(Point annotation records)
===

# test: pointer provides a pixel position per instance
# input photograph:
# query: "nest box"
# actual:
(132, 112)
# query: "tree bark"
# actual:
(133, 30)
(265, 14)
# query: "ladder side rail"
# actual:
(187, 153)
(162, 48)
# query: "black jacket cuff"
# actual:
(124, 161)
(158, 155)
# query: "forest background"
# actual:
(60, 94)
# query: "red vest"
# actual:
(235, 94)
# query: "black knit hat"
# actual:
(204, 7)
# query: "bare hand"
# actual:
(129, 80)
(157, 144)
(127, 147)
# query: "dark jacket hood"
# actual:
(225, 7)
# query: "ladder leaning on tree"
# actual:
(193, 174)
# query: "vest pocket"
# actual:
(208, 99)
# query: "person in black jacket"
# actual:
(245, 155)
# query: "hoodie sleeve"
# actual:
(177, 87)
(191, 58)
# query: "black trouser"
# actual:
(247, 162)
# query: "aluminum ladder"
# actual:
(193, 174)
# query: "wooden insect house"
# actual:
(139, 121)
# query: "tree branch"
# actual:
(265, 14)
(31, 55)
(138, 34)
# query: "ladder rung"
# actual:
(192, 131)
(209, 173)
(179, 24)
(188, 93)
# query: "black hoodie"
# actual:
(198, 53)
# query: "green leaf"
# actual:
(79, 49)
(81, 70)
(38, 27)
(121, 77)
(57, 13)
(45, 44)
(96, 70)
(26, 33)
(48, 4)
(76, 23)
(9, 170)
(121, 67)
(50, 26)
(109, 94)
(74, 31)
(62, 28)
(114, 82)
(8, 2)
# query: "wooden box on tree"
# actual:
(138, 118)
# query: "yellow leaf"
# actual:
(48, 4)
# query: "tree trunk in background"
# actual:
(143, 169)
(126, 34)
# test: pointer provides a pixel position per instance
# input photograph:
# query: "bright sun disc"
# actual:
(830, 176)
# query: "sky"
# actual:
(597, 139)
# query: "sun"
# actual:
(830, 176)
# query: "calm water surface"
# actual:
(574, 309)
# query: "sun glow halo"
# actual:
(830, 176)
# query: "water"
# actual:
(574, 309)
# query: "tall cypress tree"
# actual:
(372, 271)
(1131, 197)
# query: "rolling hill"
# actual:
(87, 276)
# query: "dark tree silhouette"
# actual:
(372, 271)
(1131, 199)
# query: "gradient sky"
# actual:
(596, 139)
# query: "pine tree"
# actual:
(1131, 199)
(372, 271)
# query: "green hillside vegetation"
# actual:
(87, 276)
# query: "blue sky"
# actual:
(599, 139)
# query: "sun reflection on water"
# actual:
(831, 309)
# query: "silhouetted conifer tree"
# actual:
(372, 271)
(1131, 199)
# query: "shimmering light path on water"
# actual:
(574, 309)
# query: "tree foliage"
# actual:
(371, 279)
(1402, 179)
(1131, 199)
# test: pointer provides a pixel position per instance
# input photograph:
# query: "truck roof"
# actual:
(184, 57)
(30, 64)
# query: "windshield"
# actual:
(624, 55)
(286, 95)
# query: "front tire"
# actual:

===

Output the records verbatim, from the first line to the last.

## Complete output
# test: pointer provides a pixel position per instance
# input photograph:
# query: "nest box"
# actual:
(132, 112)
# query: "tree bark"
# actual:
(133, 30)
(265, 14)
# query: "ladder side rail"
# actual:
(187, 153)
(162, 48)
# query: "black jacket cuff"
# actual:
(124, 161)
(158, 155)
# query: "forest background"
# actual:
(60, 94)
# query: "red vest"
# actual:
(235, 94)
# query: "black knit hat"
# actual:
(204, 7)
# query: "bare hand"
# actual:
(129, 80)
(157, 144)
(127, 147)
# query: "dark jacket hood"
# actual:
(225, 7)
# query: "ladder leaning on tree"
# actual:
(193, 174)
# query: "vest pocket"
# actual:
(208, 99)
# query: "person in black jacket"
# actual:
(245, 155)
# query: "hoodie sleeve"
# actual:
(177, 87)
(191, 58)
# query: "black trouser"
# actual:
(247, 162)
# query: "aluminum ladder"
# actual:
(193, 174)
# query: "wooden insect house"
# actual:
(139, 121)
# query: "tree branch"
# actual:
(265, 14)
(31, 55)
(138, 34)
# query: "ladder rung"
# actual:
(192, 131)
(209, 173)
(179, 24)
(188, 93)
# query: "black hoodie"
# actual:
(198, 53)
# query: "green leaf"
# actual:
(79, 49)
(81, 70)
(38, 27)
(121, 77)
(57, 13)
(45, 44)
(96, 70)
(26, 33)
(48, 4)
(76, 23)
(9, 170)
(121, 67)
(50, 26)
(109, 94)
(74, 31)
(62, 28)
(114, 82)
(8, 2)
# query: "wooden box on tree"
# actual:
(138, 118)
# query: "yellow leaf"
# actual:
(48, 4)
# query: "tree trunk in background"
# actual:
(143, 169)
(126, 34)
# test: pointer provides a pixel position per instance
# input photograph:
# query: "bright sun disc"
# actual:
(830, 176)
# query: "sky"
# actual:
(597, 139)
# query: "sun"
# actual:
(830, 176)
# query: "calm water surface"
# actual:
(574, 309)
# query: "sun glow halo"
# actual:
(830, 176)
# query: "water"
# actual:
(574, 309)
# query: "tall cypress tree"
# actual:
(372, 271)
(1131, 197)
# query: "rolling hill"
# actual:
(87, 276)
# query: "dark tree silhouette"
# actual:
(372, 271)
(1131, 199)
# query: "gradient sky"
# actual:
(596, 139)
# query: "pine tree"
# actual:
(1131, 199)
(372, 271)
# query: "green hillside vegetation"
# actual:
(87, 276)
# query: "blue sky"
# actual:
(599, 139)
# query: "sun reflection on water"
# actual:
(831, 309)
# query: "silhouetted conifer tree"
# actual:
(372, 271)
(1131, 199)
# query: "shimmering light path on water"
# actual:
(574, 309)
# query: "tree foliage"
# actual:
(371, 279)
(1402, 179)
(1131, 199)
# test: pointer provides a pixel position per instance
# input photograph:
# query: "truck roof"
# actual:
(184, 57)
(30, 64)
# query: "windshield"
# actual:
(624, 55)
(286, 95)
# query: "front tire"
# actual:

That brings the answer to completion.